-- begin Input for this task --
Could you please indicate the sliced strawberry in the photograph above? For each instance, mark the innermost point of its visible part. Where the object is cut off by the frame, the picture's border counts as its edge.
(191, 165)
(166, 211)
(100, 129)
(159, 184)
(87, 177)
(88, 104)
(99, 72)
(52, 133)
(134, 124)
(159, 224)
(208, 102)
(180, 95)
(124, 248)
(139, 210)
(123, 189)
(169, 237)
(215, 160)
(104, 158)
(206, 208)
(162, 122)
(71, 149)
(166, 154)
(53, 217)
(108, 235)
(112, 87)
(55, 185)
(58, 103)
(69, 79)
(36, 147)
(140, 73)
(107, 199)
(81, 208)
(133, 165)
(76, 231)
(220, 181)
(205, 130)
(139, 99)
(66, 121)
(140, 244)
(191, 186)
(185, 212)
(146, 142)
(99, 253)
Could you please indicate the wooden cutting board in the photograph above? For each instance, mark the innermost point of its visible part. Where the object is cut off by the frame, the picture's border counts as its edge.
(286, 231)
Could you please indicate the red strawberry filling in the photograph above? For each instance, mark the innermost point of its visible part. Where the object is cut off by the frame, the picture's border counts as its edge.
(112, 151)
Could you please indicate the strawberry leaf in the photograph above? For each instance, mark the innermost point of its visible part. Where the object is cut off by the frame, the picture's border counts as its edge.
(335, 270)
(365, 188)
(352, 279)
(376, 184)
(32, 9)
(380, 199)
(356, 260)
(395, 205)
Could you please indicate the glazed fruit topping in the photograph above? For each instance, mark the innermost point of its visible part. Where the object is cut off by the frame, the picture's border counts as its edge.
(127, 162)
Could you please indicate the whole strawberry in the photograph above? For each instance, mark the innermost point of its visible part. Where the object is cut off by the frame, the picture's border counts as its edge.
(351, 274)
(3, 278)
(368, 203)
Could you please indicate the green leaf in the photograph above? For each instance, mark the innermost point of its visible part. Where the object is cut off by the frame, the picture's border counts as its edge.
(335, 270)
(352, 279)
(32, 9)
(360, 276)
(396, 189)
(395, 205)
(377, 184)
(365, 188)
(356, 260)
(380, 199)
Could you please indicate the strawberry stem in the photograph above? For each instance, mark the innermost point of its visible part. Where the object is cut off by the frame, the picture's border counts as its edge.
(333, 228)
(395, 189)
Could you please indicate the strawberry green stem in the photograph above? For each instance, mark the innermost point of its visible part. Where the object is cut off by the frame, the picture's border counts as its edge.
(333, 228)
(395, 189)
-- end Input for this task --
-- begin Input for this task --
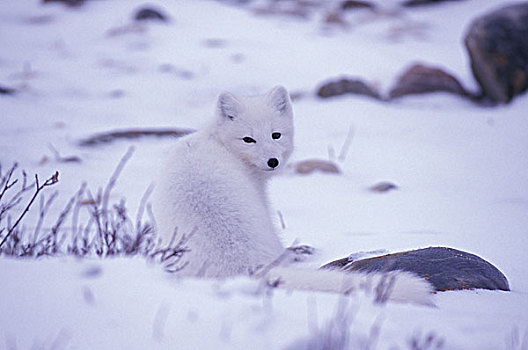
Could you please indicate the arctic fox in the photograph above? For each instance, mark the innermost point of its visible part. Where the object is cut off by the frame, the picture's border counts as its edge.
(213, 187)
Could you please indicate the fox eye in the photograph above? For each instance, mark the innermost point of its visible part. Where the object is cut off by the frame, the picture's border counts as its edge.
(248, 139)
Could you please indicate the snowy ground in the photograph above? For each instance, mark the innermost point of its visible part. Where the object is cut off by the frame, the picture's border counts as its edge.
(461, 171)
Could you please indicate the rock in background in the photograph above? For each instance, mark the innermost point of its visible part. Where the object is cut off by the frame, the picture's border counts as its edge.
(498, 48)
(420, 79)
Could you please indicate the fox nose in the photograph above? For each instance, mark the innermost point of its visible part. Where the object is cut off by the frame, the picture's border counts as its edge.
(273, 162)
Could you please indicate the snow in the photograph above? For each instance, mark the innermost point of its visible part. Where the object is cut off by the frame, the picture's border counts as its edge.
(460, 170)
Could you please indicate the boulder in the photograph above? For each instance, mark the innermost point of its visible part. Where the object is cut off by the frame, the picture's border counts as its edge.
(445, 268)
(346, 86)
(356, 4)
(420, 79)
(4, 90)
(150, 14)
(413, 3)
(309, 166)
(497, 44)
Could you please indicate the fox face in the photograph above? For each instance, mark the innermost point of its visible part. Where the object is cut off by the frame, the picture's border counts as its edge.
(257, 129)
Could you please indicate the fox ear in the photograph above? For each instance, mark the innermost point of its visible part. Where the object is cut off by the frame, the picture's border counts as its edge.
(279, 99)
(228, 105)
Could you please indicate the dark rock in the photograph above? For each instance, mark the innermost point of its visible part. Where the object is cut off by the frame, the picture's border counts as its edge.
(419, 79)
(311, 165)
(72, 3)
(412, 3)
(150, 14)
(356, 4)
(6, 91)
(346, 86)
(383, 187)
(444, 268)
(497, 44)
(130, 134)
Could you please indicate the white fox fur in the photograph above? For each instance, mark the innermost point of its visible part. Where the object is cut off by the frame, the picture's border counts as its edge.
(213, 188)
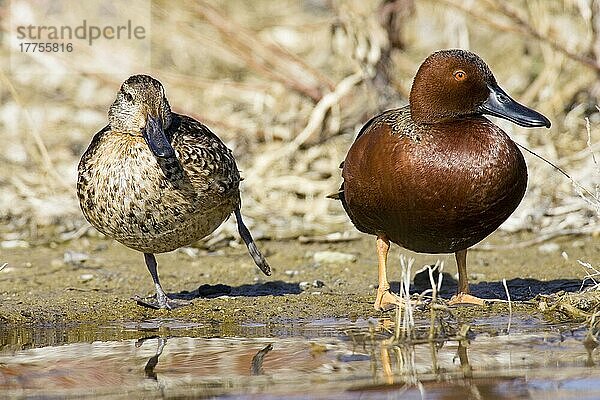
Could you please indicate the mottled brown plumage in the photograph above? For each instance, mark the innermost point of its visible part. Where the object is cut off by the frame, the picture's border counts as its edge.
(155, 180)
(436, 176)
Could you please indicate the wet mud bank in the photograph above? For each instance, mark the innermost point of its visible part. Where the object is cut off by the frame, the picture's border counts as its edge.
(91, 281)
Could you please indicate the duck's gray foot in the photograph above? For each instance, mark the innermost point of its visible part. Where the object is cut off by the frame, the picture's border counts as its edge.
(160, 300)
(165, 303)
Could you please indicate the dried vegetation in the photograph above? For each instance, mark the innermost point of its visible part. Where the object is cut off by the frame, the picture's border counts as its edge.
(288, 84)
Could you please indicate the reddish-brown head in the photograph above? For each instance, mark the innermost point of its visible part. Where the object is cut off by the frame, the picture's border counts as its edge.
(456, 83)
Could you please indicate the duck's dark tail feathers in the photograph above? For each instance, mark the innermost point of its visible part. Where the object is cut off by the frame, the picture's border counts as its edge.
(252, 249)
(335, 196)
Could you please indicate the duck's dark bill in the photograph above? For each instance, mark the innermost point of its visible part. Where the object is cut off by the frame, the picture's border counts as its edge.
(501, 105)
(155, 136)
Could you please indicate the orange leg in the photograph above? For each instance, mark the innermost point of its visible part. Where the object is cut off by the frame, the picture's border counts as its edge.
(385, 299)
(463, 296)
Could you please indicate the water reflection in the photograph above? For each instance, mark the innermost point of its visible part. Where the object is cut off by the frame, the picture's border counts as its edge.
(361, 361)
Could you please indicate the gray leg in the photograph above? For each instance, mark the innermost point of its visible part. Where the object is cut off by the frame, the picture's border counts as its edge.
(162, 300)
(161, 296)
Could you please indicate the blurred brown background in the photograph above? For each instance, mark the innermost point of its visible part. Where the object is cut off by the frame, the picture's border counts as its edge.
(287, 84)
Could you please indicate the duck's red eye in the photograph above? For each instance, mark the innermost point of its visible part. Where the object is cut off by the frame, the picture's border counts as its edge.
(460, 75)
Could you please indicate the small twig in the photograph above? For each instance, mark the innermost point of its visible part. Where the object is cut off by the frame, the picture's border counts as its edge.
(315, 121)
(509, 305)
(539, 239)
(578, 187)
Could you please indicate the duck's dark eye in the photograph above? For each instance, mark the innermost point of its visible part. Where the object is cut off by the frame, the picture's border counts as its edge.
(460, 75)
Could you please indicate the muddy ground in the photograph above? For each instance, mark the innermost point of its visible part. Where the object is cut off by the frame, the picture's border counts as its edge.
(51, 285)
-- end Input for this task --
Which lines in the entries above contain the string "duck"? List each of those lines in full, word for word.

Could you please indicate the duck's gray foot in the photograph above? For each instance, mark the innermost point of its visible part. Where the object is cut off by the frame, the picture's border counts as its edge.
Could you please indicate the duck's dark tail feathers in the photograph above? For each instance, mark the innermost point of its visible part. Where the object is cut off by the frame, the picture's border counts as its edge.
Could you please indicate the duck's dark bill in the photograph above? For each instance, mark the innermost point of its visible part. Where the object is cut off by the frame, the picture's border counts as its edge.
Could you please indicate the duck's red eye in the photograph above? For each instance, mark the innermost point of its visible part. Where the object is cut off by the frame, the picture's border counts as its edge.
Could you please indicate the duck's dark eye in the photograph above? For each instance, mark the innermost point of its visible part. Where the object is cut off by the frame, the picture's border counts as its edge.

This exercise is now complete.